**PROBLEM STATEMENT:**
Restate all of the following data exactly, keeping any images out of the copy.

**DATA TO EXAMINE:**
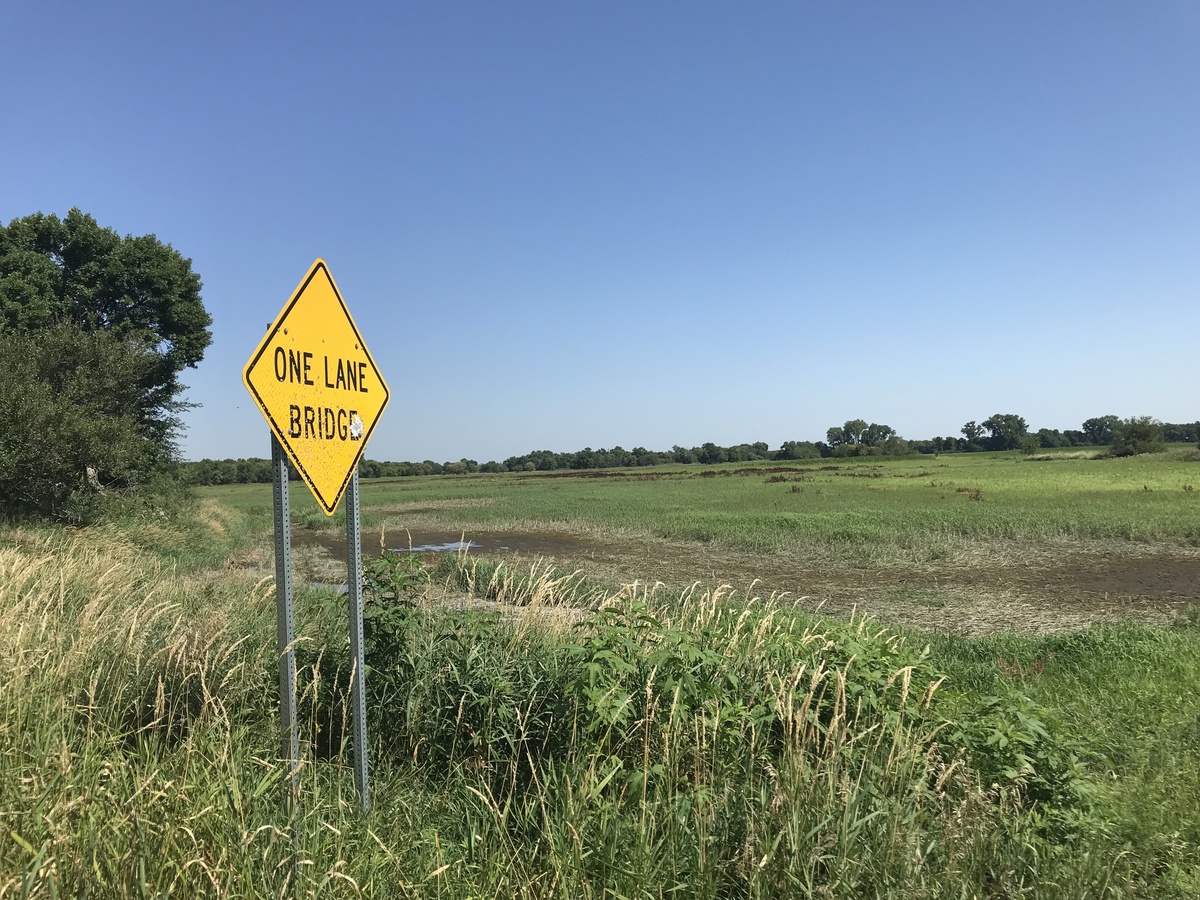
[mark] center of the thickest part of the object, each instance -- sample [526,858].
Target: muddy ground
[1062,587]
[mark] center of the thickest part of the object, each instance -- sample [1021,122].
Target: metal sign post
[354,583]
[283,624]
[322,395]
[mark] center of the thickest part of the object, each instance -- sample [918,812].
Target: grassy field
[574,717]
[972,543]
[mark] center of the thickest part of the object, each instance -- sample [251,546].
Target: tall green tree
[1005,431]
[95,330]
[1099,429]
[1139,435]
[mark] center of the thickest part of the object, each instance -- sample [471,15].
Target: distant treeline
[855,438]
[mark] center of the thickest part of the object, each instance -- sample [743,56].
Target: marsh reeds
[699,744]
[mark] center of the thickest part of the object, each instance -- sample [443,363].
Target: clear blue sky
[647,223]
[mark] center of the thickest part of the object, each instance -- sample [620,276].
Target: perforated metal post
[354,586]
[283,623]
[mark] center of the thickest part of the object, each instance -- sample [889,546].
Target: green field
[665,687]
[971,543]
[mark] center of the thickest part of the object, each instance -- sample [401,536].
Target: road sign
[317,385]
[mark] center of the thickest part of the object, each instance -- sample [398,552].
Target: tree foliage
[97,329]
[1099,430]
[1005,431]
[1139,435]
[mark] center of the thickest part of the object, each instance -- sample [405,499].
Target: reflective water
[448,547]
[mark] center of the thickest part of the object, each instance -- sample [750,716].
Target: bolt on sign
[317,385]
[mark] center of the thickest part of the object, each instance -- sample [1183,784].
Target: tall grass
[691,745]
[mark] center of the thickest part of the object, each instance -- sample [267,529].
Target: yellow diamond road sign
[317,385]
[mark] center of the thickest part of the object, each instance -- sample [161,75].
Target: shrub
[1139,435]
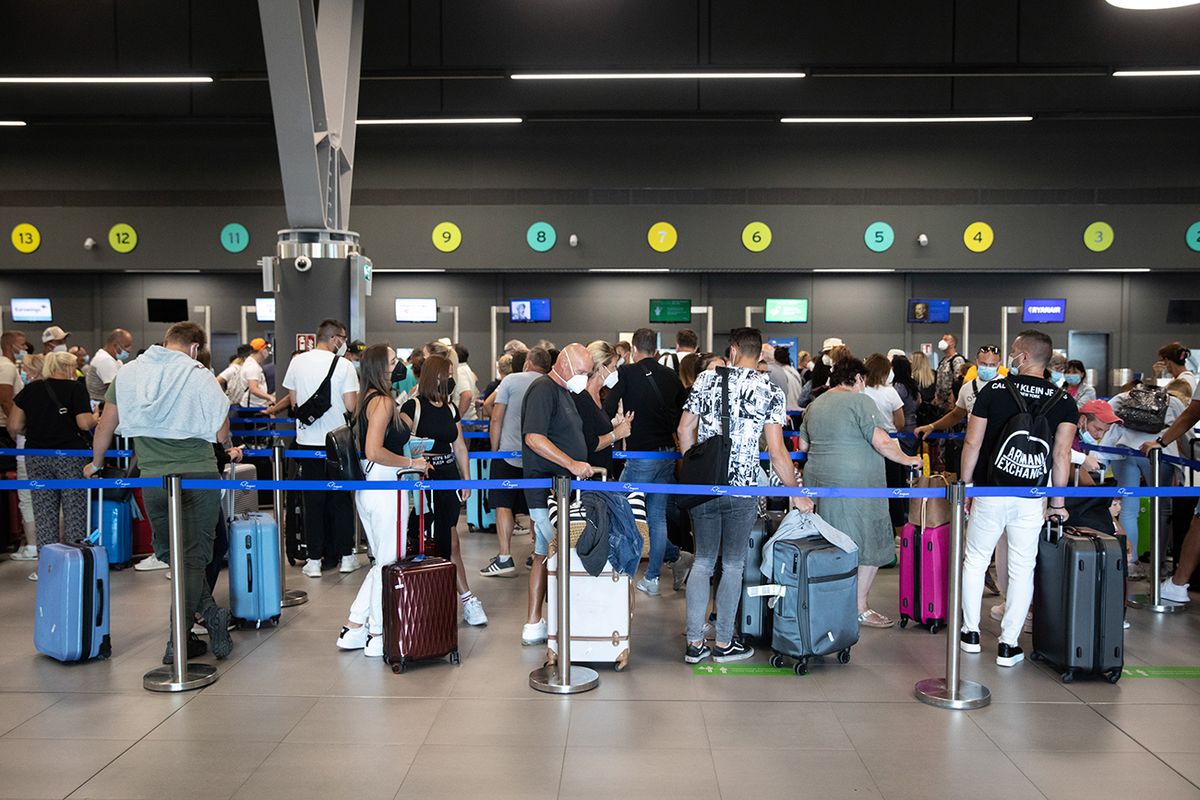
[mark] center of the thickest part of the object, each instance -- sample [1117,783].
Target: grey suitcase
[1079,603]
[755,618]
[817,613]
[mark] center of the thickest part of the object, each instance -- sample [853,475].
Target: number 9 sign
[447,236]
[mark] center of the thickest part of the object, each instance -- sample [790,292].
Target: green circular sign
[541,236]
[234,238]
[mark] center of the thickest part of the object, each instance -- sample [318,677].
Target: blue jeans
[642,470]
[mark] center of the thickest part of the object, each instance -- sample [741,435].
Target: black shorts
[513,499]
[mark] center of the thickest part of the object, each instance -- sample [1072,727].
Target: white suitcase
[601,614]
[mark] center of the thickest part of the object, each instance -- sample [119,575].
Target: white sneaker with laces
[473,612]
[25,553]
[150,563]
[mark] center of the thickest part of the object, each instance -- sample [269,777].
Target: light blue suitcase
[71,621]
[255,569]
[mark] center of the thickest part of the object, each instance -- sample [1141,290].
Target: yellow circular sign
[1098,236]
[25,238]
[756,236]
[123,238]
[978,236]
[447,236]
[663,236]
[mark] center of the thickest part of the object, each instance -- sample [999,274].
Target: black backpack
[1023,453]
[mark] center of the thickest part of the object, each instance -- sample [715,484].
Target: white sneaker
[1174,593]
[473,612]
[535,633]
[354,638]
[25,553]
[373,648]
[150,563]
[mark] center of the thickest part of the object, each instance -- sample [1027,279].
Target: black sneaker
[196,648]
[216,619]
[1009,655]
[736,651]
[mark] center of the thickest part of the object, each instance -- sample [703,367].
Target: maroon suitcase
[420,605]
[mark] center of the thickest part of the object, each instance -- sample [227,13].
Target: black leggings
[444,505]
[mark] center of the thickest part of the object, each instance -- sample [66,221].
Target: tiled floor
[293,717]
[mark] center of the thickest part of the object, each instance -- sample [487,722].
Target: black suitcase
[1079,602]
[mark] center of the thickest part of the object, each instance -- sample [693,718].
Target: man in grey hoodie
[174,409]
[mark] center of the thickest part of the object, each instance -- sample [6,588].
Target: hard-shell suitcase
[72,617]
[420,603]
[1079,602]
[817,613]
[756,613]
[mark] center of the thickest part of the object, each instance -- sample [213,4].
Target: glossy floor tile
[292,716]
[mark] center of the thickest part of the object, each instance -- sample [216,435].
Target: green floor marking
[741,669]
[1176,673]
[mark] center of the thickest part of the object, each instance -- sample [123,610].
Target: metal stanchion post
[287,596]
[953,692]
[180,675]
[563,678]
[1152,601]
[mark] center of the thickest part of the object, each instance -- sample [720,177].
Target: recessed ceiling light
[657,76]
[105,79]
[889,120]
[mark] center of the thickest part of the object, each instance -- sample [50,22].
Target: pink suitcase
[924,576]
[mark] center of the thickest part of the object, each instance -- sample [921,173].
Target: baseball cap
[1101,410]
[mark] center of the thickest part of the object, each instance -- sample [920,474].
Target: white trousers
[1021,519]
[379,511]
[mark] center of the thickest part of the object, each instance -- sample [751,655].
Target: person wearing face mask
[108,359]
[846,445]
[325,513]
[504,409]
[174,410]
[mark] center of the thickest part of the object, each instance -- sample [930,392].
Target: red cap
[1101,410]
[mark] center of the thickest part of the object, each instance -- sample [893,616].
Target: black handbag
[707,463]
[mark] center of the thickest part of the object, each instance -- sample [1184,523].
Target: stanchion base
[1146,602]
[545,679]
[162,679]
[970,695]
[293,597]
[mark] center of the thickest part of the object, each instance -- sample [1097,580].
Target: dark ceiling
[427,58]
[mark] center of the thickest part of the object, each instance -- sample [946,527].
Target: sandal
[871,618]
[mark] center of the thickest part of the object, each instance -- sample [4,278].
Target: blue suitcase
[255,569]
[71,621]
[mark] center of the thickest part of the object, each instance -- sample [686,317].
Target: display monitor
[529,310]
[417,310]
[923,310]
[787,310]
[30,310]
[166,311]
[666,310]
[264,310]
[1044,310]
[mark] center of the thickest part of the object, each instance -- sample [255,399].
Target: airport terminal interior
[934,182]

**YOUR SOLUTION:**
[mark] center of the thickest part of the object, each instance -- sample [526,858].
Target: muddy ground
[1062,587]
[mark] center of the thickest part of the object, each instance -- sample [1021,122].
Target: metal sign post
[354,583]
[283,624]
[322,395]
[mark] center of the thickest part of the object, each instance -- sample [918,812].
Target: grassy field
[574,717]
[972,543]
[mark] center of the thickest part of the object, each instance -- sample [251,546].
Target: tall green tree
[1005,431]
[95,330]
[1099,429]
[1139,435]
[mark] center of the thickest part of the object, each instance -- sample [471,15].
Target: distant treeline
[855,438]
[mark] center of the thickest part of the object, each instance -- sample [743,56].
Target: marsh reeds
[699,744]
[mark] center of the thickest part of the object, each instance -- sample [443,363].
Target: clear blue sky
[647,223]
[mark] center of the thickest part of the object, each instance -- sample [620,276].
Target: perforated metal post
[354,586]
[283,623]
[mark] center of the thickest part of the object, each instance -- sample [889,546].
Target: green field
[665,687]
[971,543]
[mark] center of the thickest part of the object, each instance -- sample [401,536].
Target: road sign
[317,385]
[mark] center of the thickest part of the object, each instance -- sample [398,552].
Target: tree foliage
[97,329]
[1099,430]
[1005,431]
[1139,435]
[mark] center of the thickest part of the object, each instance -- sample [405,499].
Target: reflective water
[448,547]
[mark] center of the thickest part of the object, each instance -- sample [750,716].
Target: bolt on sign
[317,385]
[mark] center of the thickest part of the object, each instance -- sample [1183,784].
Target: tall grass
[691,745]
[mark] center of the thickest part of the object, each instance -- sample [267,529].
Target: yellow diamond road sign
[317,385]
[mark] center of the thickest part of the object, each instance -- sample [161,75].
Target: shrub
[1139,435]
[mark] center of the thickest part of the object, each instance -- sample [1117,783].
Target: grey suitcase
[1079,603]
[755,618]
[817,613]
[mark] center of the thickest part of the object, each instance -- sample [853,475].
Target: number 9 sign
[447,236]
[mark] center of the thickest part of the object, each instance -- sample [790,292].
Target: green circular sign
[541,236]
[234,238]
[mark] center of the thickest part of the object, each instance -- sample [318,677].
Target: blue jeans
[642,470]
[mark] center of the thickest part of the object, each instance -- sample [741,435].
Target: black shorts
[513,499]
[mark] center of the thickest part of the object, each instance -- sample [1072,727].
Target: white suitcase
[601,614]
[mark] center of the thickest part of the object, each instance -- sample [119,575].
Target: white sneaker with laces
[473,612]
[25,553]
[150,563]
[mark] center of the thickest part of the object, each instance -- sample [269,777].
Target: light blue suitcase
[71,621]
[255,569]
[mark] center of the thickest part of the object, each instance -- sample [1141,290].
Target: yellow circular sign
[1098,236]
[25,238]
[756,236]
[123,238]
[978,236]
[447,236]
[663,236]
[mark] center of the thickest part of the object, each instance -- sample [999,274].
Target: black backpack
[1023,453]
[mark] center of the thickest part of the object, each instance -- sample [715,484].
Target: white sneaker
[1174,593]
[473,612]
[535,633]
[354,638]
[25,553]
[373,648]
[150,563]
[mark] center of the thickest part of the object, each instance -- sample [1027,279].
Target: black sneaker
[196,648]
[216,619]
[1009,655]
[736,651]
[mark] center of the thickest part of the object, each instance -- sample [703,367].
Target: maroon suitcase
[420,605]
[mark] center of the thickest part of the object, each instance -- sample [227,13].
Target: black leggings
[444,505]
[mark] center of the thickest part of the object, each instance -- sample [66,221].
Target: tiled floor
[293,717]
[mark] center of the thickest part of the object, each instance -- sample [487,722].
Target: black suitcase
[1079,602]
[mark] center of the thickest part of the object, each instance -- sample [693,718].
Target: man in grey hoodie
[174,409]
[mark] center of the thickest part of the object, each instance -- sample [6,588].
Target: hard-shell suitcase
[72,617]
[420,603]
[1079,602]
[817,613]
[756,613]
[mark] center of the thickest part of the object, each instance -- sample [213,4].
Target: glossy floor tile
[292,716]
[mark] center of the thickest part of the object, each instance -- sample [216,435].
Target: green floor marking
[741,669]
[1176,673]
[mark] center of the thickest part of the object, each instance -- sample [123,610].
Target: metal stanchion post
[287,596]
[953,692]
[180,675]
[563,678]
[1152,601]
[mark] center of the thickest part of the object, each instance -- sample [720,177].
Target: recessed ceiling light
[657,76]
[105,79]
[889,120]
[mark] center of the thickest part of the object, each instance -- sample [50,22].
Target: pink suitcase
[924,576]
[mark] center of the thickest part of the object, each instance -- sample [921,173].
Target: baseball cap
[1101,410]
[mark] center of the thickest part of the object, each instance -- sample [920,474].
Target: white trousers
[1021,519]
[379,511]
[mark] center of the thickest part of the object, each instance -- sample [751,655].
Target: person wearing face mask
[108,359]
[846,445]
[325,513]
[504,409]
[174,410]
[mark] center of the thickest part of the object, each instance -- sample [930,392].
Target: red cap
[1101,410]
[mark] center of the thickest part of the object, each instance -- sample [893,616].
Target: black handbag
[707,463]
[mark] center of the thickest part of the object, each instance -- sample [1184,523].
Target: stanchion base
[1146,602]
[545,679]
[162,679]
[970,695]
[293,597]
[mark] center of the thickest part of the object, each instance -- sample [1097,580].
Target: dark ceiling
[427,58]
[mark] center of the thickest part of the object, each instance -- sample [946,527].
Target: sandal
[871,618]
[mark] center of the thickest part of the object, each instance -- sample [4,278].
Target: blue suitcase
[255,569]
[71,621]
[mark] center of the thickest part of the object, each instance -- sample [686,317].
Target: display monitor
[529,310]
[417,310]
[923,310]
[787,310]
[30,310]
[166,311]
[666,310]
[264,310]
[1044,310]
[mark] center of the thickest part of the object, each instance -- sample [255,399].
Target: airport terminal interior
[934,182]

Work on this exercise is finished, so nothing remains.